# [Excerpt]
Submitted to: Journal of Stored Products Research
Publication Type: Peer Reviewed Journal
Publication Acceptance Date: 3/10/2006
Publication Date: 1/1/2008
Citation: Silhacek, D.L., Murphy, C.L. 2008. Moisture Content in a wheat germ diet and its effect on the growth of Plodia interpunctella (Hubner). Journal of Stored Products Research. 44:36-40.

Interpretive Summary: Infestation of processed cereal products by Indian meal moths prior to reaching the consumer is a major loss to the grain processing and consumer products industries. Growth rates of Indian meal moths can vary widely depending upon the nutritive and physical qualities of the cereal product. Pesticide use can be decreased or eliminated by prolonging or preventing the growth of insect pests. Scientists at the Center for Medical, Agricultural and Veterinary Entomology, USDA-ARS, Gainesville, FL studied why Indian meal moths consume the different kernel tissues in a predetermined sequence. We found that this larval behavior was dictated by it's immediate nutrient needs for tissue development and growth. Newly hatched larvae require the specific nutrients located in the germ. As the larvae develops, the nutrient requirements become less demanding and it's nutrient needs can be satisfied by the bran. Finally, in the last larval stadium, the larvae require immediate energy for wandering and spinning and precursors for the storage of energy for the adult in the form of fats; both of these needs can be adequately provided by the nutrients located in the endosperm. The identification of the nutrients in the germ that are critical for initiating early development of the Indian meal moth could be a key for designing new, more effective control procedures for Indian meal moths in retail outlets and storage facilities.

# [Data to examine]
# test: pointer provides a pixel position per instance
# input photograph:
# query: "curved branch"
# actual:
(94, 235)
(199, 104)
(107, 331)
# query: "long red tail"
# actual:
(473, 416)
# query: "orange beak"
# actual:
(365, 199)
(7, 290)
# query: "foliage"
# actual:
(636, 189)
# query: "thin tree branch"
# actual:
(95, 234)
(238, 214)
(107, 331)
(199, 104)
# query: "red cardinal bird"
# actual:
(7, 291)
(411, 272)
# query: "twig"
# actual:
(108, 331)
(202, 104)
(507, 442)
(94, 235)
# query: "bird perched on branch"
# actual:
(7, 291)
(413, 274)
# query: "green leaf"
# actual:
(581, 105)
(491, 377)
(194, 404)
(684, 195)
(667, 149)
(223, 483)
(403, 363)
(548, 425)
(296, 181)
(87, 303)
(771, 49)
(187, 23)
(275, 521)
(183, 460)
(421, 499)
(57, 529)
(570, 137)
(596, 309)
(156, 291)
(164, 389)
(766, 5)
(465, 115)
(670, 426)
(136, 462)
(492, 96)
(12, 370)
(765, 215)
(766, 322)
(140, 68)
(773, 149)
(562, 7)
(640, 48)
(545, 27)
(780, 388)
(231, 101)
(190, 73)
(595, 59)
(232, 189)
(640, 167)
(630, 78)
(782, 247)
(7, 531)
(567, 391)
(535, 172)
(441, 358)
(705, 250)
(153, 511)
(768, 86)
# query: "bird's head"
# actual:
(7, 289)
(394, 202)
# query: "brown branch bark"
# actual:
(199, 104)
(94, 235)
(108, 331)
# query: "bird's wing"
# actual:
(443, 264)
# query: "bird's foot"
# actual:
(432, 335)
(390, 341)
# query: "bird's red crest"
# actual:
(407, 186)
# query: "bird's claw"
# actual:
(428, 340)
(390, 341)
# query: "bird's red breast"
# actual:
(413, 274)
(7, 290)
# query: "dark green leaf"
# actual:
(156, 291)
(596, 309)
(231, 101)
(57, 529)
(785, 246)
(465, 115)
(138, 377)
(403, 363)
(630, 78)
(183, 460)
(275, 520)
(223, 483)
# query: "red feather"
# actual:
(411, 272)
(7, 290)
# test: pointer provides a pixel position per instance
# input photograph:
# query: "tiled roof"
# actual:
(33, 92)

# [Instructions]
• A. Translate this sentence from the summary on Indian meal moth larvae into Spanish: "Newly hatched larvae require the specific nutrients located in the germ."
• B. Give a continuation of the summary on Indian meal moth larvae and wheat germ diets, beginning after its final sentence.
The records are not required for either of the tasks.

# [Answers for the exercise]
• A. Las larvas recién eclosionadas requieren los nutrientes específicos que se encuentran en el germen.

• B.
Technical Abstract: An earlier study reported that newly hatched larva seeks out and enters a damaged wheat kernel, consuming the germ first, the bran next and the endosperm last (Madrid and Sinha, 1982). We formulated and tested the hypothesis that each kernel tissue contains an array of nutrients that is unique to that tissue and that each in sequence fulfill the immediate nutritional requirements of the larva at that specific stage of development. Feeding newly hatched larvae the isolated kernel tissues (germ, bran and endosperm) from wheat indicated that these tissues are not nutritionally equivalent for this developmental stage. Growth of was fully supported by wheat germ, suboptimally supported by wheat bran and not supported by endosperm. We conclude that the neonate larvae seeks the germ first because this part of the kernel contains all of the nutrients needed for the development of new larval tissues. Bran supports larval growth, but at a slower rate than germ. Endosperm does not support the growth of neonate larvae, but may have a role later in larval development. Wheat bran, supplemented with 5% Brewer's yeast, 2% wheat germ oil, 20% sucrose and 20% glycerol has been used in this laboratory for standardized rearing of Indian meal moths for over two years.